**** MATERIAL TO PROCESS

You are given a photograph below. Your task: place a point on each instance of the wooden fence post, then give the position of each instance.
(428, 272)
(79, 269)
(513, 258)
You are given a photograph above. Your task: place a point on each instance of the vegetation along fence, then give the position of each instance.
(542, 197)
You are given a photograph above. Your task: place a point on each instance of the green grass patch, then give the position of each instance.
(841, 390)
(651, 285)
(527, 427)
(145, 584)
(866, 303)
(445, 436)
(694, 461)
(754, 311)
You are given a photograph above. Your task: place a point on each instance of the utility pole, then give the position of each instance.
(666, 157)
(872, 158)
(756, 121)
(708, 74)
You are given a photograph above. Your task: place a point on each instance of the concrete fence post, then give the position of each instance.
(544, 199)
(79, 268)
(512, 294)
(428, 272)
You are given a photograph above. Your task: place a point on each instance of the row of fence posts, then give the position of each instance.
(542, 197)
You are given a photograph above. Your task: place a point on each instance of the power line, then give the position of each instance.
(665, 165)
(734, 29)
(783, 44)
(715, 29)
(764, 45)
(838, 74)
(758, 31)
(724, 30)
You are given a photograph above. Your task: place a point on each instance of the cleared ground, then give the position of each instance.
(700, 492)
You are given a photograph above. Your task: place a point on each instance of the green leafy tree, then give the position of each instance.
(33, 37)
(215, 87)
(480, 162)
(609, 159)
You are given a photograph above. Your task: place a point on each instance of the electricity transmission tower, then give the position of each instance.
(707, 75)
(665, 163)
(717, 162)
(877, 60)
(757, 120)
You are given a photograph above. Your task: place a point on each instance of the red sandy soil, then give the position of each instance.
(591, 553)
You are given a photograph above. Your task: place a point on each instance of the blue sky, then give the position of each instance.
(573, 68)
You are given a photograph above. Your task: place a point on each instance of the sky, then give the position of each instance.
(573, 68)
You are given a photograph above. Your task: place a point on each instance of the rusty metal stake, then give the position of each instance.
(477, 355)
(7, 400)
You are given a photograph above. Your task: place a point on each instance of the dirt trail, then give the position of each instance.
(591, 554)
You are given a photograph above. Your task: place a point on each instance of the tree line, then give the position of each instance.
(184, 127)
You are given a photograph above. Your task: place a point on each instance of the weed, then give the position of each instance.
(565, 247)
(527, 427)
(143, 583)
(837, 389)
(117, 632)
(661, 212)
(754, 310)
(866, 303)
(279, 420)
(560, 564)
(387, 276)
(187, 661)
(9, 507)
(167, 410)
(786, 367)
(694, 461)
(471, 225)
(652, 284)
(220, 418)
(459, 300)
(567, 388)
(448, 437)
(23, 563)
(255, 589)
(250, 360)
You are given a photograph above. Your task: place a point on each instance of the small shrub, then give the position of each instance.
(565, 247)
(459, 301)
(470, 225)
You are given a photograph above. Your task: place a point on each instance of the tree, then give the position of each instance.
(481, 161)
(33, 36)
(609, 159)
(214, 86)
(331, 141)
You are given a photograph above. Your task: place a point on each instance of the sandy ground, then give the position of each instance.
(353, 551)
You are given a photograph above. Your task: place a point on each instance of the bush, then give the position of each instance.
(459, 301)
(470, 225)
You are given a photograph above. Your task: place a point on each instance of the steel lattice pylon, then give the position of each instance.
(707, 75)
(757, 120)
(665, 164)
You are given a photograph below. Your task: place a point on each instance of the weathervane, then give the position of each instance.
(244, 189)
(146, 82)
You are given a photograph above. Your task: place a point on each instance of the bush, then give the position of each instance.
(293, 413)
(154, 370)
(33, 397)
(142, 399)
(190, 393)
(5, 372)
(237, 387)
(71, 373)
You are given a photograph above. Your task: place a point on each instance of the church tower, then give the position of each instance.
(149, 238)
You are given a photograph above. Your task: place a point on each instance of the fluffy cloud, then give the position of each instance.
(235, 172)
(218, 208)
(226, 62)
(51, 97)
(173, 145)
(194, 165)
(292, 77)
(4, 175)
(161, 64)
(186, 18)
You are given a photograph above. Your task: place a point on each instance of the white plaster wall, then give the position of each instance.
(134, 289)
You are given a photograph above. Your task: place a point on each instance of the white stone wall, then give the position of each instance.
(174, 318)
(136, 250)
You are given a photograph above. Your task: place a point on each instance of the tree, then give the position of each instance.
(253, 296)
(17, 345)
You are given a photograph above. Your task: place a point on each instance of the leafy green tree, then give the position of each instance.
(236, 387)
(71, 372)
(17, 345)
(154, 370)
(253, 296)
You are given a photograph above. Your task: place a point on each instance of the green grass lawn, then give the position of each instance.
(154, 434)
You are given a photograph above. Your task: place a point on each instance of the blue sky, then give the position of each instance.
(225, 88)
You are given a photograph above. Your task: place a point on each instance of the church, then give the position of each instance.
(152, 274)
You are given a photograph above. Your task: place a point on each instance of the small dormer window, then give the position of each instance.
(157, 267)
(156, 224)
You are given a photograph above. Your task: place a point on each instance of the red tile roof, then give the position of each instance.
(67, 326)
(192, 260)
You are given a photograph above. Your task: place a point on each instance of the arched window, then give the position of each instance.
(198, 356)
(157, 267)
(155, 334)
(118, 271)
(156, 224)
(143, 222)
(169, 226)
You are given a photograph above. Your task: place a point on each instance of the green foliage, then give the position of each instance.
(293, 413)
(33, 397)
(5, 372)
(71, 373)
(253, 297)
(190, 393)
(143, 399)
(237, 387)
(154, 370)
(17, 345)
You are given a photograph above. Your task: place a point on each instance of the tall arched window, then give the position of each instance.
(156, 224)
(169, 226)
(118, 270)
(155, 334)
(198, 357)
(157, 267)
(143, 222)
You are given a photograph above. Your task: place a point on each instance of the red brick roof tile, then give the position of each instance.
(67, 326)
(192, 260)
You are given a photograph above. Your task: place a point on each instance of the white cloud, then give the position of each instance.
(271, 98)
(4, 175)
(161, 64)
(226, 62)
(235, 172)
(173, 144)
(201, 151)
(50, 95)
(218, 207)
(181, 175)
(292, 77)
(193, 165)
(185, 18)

********

Make an exact copy of the listing, including every line.

THE SOLUTION ::
You are given a photograph below. Your task: place a point on each instance of the wooden fence post, then give the position of each instance.
(428, 272)
(79, 269)
(513, 258)
You are given a photograph above. Your task: place a point on each instance of the vegetation along fence, then give the position of each instance.
(542, 197)
You are given a photograph above. Your task: place a point on each instance of the green grass patch, then give the position of each instance.
(841, 390)
(651, 285)
(527, 427)
(145, 584)
(866, 303)
(445, 436)
(694, 461)
(754, 311)
You are given a photograph above. Your task: place a point on each instance of the utility pole, then give the position of each instance.
(666, 157)
(872, 158)
(756, 121)
(708, 74)
You are given a photograph above. Your task: place a point on each instance of the concrete fence post, then give the position of each instance.
(544, 199)
(79, 268)
(512, 294)
(428, 272)
You are given a photograph above. Your task: place a point on each instance of the row of fence posts, then give the position of each instance.
(542, 197)
You are given a photograph above. Your task: place a point on each instance of the power line, then give the position of each instance.
(665, 165)
(734, 29)
(783, 44)
(715, 29)
(764, 45)
(838, 74)
(758, 31)
(724, 30)
You are given a photograph above. Your task: place a point on each instance of the cleared ground, then give the position of each instance.
(700, 492)
You are given a photograph above. Your task: place a point on each instance of the green leafy tree, then give the position of each instance.
(33, 37)
(215, 87)
(480, 162)
(609, 159)
You are given a photograph above. Your task: place a point on each instance of the electricity transmission tower, then give the position of each instance.
(707, 75)
(665, 163)
(717, 162)
(877, 60)
(757, 120)
You are given a photograph above. Your task: place a point on each instance of the red sandy soil, then give the position of each instance.
(591, 553)
You are given a photograph above. Your task: place a point on each instance of the blue sky, then give the position of each instance.
(573, 68)
You are given a photograph above. Your task: place a point on each instance of the sky, then give the position of each instance.
(573, 68)
You are given a photograph above. Your task: place a point on each instance of the rusty metal stake, then give the position of each instance.
(477, 355)
(7, 400)
You are given a photograph above. Your task: place a point on each instance of the dirt trail, then give the position of each instance.
(591, 554)
You are given a photograph above. Your task: place a point on each instance of the tree line, then give the position of each instance.
(184, 127)
You are given a photograph above. Your task: place a point on each instance of the weed, then give the position of each instance.
(565, 247)
(527, 427)
(143, 583)
(837, 389)
(117, 632)
(661, 212)
(754, 310)
(866, 303)
(279, 420)
(560, 564)
(387, 276)
(187, 661)
(9, 507)
(167, 410)
(786, 367)
(694, 461)
(471, 225)
(652, 284)
(220, 418)
(459, 300)
(567, 388)
(448, 437)
(23, 563)
(255, 589)
(250, 360)
You are given a photograph above. Your task: place a point on each instance of the small shrub, then give the position of each instance.
(565, 247)
(459, 301)
(470, 225)
You are given a photograph above. Your task: place a point on each instance of the tree, then give the position of each instance.
(481, 161)
(33, 36)
(609, 159)
(214, 86)
(331, 141)
You are given a photograph above. Your task: place a point on each instance of the sandy ground, then give the position of each instance.
(353, 551)
You are given a photograph above. Your task: place a point on each instance of the bush, then give the position of each instance.
(459, 301)
(470, 225)
You are given a photograph above. Your task: place a point on each instance of the steel lattice pylon, then give the position of each instance.
(707, 75)
(757, 120)
(665, 164)
You are given a photograph below. Your task: place a point on each instance of the weathervane, then give the position of each instance.
(244, 189)
(146, 82)
You are given a photograph above. Your task: place a point on each instance of the bush, then give the position of each instance.
(293, 413)
(154, 370)
(33, 397)
(142, 399)
(190, 393)
(5, 372)
(237, 387)
(71, 373)
You are given a photograph above. Your task: place a point on each instance of the church tower, then give the position of each instance.
(149, 238)
You are given a photograph above. Your task: place a point on each instance of the fluffy cloud, then give the position of each instance.
(235, 172)
(218, 208)
(226, 62)
(51, 97)
(173, 145)
(194, 165)
(292, 77)
(4, 175)
(161, 64)
(186, 18)
You are given a photograph above. Your task: place a point on each instance of the white plaster wall, then give the position of each instance.
(134, 289)
You are given a photograph above. Your task: place a point on each instance of the white stone wall, then give the position of each instance.
(174, 318)
(136, 250)
You are given a photograph above. Your task: place a point on each instance of the tree, then give the position of each instance.
(253, 296)
(17, 345)
You are given a photograph above. Your task: place a point on each instance of the leafy green tree, then give the position of each instance.
(236, 387)
(71, 372)
(17, 345)
(154, 370)
(253, 296)
You are given a photograph above. Your task: place a point on each instance of the green grass lawn, then give the position of each instance.
(154, 434)
You are given a photograph above. Your task: place a point on each instance of the blue sky, then give the position of each instance.
(225, 88)
You are given a photograph above. Your task: place a point on each instance of the church, then give the position of each instance.
(152, 274)
You are given a photograph above. Your task: place a point on each instance of the small dormer window, then give the position of each instance.
(157, 267)
(156, 224)
You are given a photograph above. Your task: place a point on each instance of the red tile roof, then give the position of each instance.
(67, 326)
(192, 260)
You are given a photograph above. Your task: place a point on each instance of the arched window, then give the position of each instance.
(198, 356)
(157, 267)
(155, 334)
(118, 271)
(156, 224)
(143, 222)
(169, 226)
You are given a photograph above. Your task: place a point on each instance of the green foliage, then give the position of each instance.
(293, 413)
(33, 397)
(5, 372)
(71, 373)
(253, 297)
(190, 393)
(143, 399)
(237, 387)
(154, 370)
(17, 345)
You are given a photograph above. Your task: place a point on each instance of the tall arched window, then give the position of each instance.
(156, 224)
(169, 226)
(118, 270)
(155, 334)
(198, 357)
(157, 267)
(143, 222)
You are given a photograph above. Your task: place a point on each instance of the red brick roof tile, then give the position of each instance.
(67, 326)
(192, 260)
You are given a photograph above. Your task: place a point on each instance of the white cloud, then give the position of each instance.
(271, 98)
(4, 175)
(161, 64)
(226, 62)
(235, 172)
(173, 144)
(201, 151)
(50, 95)
(218, 207)
(181, 175)
(292, 77)
(193, 165)
(185, 18)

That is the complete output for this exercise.